→ **WHAT NEEDS TO BE DONE**
The entries below should be transcribed exactly, every one of them.

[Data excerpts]

BEGIN

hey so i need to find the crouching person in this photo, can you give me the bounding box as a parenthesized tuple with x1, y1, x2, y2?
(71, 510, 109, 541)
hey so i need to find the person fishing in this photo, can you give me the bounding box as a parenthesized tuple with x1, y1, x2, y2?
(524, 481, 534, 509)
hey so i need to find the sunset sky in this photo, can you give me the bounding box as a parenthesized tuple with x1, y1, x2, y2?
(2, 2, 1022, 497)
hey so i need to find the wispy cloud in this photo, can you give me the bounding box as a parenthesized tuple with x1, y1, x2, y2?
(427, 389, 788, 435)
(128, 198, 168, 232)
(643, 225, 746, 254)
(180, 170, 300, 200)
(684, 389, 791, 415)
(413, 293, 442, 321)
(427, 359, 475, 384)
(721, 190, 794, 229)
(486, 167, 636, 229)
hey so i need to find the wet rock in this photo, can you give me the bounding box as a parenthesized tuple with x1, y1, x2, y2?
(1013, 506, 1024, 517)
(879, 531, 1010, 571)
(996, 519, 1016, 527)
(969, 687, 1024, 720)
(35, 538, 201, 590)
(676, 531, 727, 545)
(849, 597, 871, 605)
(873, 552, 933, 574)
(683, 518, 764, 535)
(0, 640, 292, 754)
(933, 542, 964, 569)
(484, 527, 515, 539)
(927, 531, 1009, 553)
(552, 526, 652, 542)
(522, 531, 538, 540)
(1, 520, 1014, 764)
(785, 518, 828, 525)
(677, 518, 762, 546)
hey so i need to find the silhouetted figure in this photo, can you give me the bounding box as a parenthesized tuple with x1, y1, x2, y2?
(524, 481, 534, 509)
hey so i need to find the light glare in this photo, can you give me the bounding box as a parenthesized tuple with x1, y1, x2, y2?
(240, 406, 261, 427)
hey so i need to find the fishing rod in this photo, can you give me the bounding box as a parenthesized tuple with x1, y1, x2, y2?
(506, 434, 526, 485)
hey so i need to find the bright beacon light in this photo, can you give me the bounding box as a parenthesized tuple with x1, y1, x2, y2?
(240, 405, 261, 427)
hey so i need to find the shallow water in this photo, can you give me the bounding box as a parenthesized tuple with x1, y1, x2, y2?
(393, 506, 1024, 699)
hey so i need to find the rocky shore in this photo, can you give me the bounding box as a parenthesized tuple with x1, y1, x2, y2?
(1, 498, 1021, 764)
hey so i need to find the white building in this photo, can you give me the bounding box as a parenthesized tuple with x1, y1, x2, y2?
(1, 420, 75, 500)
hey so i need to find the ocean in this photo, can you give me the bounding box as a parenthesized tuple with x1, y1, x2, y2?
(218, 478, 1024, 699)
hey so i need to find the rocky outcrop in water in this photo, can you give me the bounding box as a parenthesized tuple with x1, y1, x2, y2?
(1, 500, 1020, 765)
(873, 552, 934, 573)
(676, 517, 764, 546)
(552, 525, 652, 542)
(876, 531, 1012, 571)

END

→ **ANSWER AREA**
hey so i need to find the crouching person in this photo, can you give me the bounding box as a parenthesized tuple with x1, y1, x2, y2?
(71, 510, 109, 541)
hey so i need to find the person fishing in this photo, can you give me the bounding box as a parenthesized tuple with x1, y1, x2, y2?
(524, 481, 534, 509)
hey so i need to find the sunset sky in this photo, can you give me the bounding box as a parenthesized tuple with x1, y1, x2, y2?
(2, 2, 1022, 497)
hey so i need to find the wispy cloud in this photo, can you give me the bounding box as a parenthesized tuple with x1, y1, x2, y2?
(427, 389, 788, 435)
(128, 198, 168, 232)
(643, 225, 746, 254)
(180, 170, 300, 200)
(684, 389, 791, 415)
(413, 293, 442, 321)
(427, 359, 475, 384)
(721, 190, 794, 229)
(486, 167, 636, 229)
hey so i need to find the wet rock in this photo, can you give me the bounding box as a parenthesized tuple with x1, y1, x2, y2?
(1013, 506, 1024, 517)
(879, 531, 1010, 571)
(996, 519, 1016, 527)
(969, 687, 1024, 720)
(35, 538, 201, 590)
(676, 531, 727, 545)
(849, 597, 871, 605)
(873, 552, 933, 574)
(683, 518, 764, 535)
(0, 640, 292, 754)
(933, 542, 964, 569)
(484, 527, 515, 539)
(927, 531, 1009, 553)
(552, 526, 652, 542)
(522, 531, 538, 540)
(1, 520, 1014, 764)
(785, 518, 828, 525)
(677, 518, 762, 546)
hey so i need to find the silhouetted figure in this photo, can you give me the bounding box as a parenthesized tuple with x1, y1, x2, y2?
(524, 481, 534, 509)
hey so i need to find the light glare in this photo, can you give me the bounding box as a parenthesized tuple with x1, y1, x2, y2?
(240, 406, 261, 427)
hey so i need to find the fishing rod in this photo, can you give me the bounding box as a parenthesized tuple with x1, y1, x2, y2?
(506, 434, 526, 485)
hey so i need to find the bright beacon light in this photo, can you give me the bounding box as a parenthesized tuple with x1, y1, x2, y2?
(240, 405, 261, 427)
hey so i need to find the shallow water in this photo, can you give me the bounding box as a parenthesized tuple with x1, y1, x2, y2?
(393, 506, 1024, 699)
hey so i need to find the rocky shore in this photo, can you give me the bounding box as a parenthesized tuple with x1, y1, x2, y2?
(1, 498, 1021, 764)
hey so i need to find the white building in this photo, can you give me the bounding box as a parenthesized tuple with x1, y1, x2, y2?
(1, 420, 75, 500)
hey so i need to find the ocean in this photo, can you give me the bounding box as a parenthesized tuple with x1, y1, x2, y2?
(218, 478, 1024, 699)
hey so i need to find the rocky outcrop in water in this photo, can you give me the bounding box as a parenthesized tuple with x1, y1, x2, y2?
(1, 500, 1020, 765)
(873, 552, 934, 573)
(676, 517, 764, 546)
(552, 525, 652, 542)
(876, 531, 1012, 571)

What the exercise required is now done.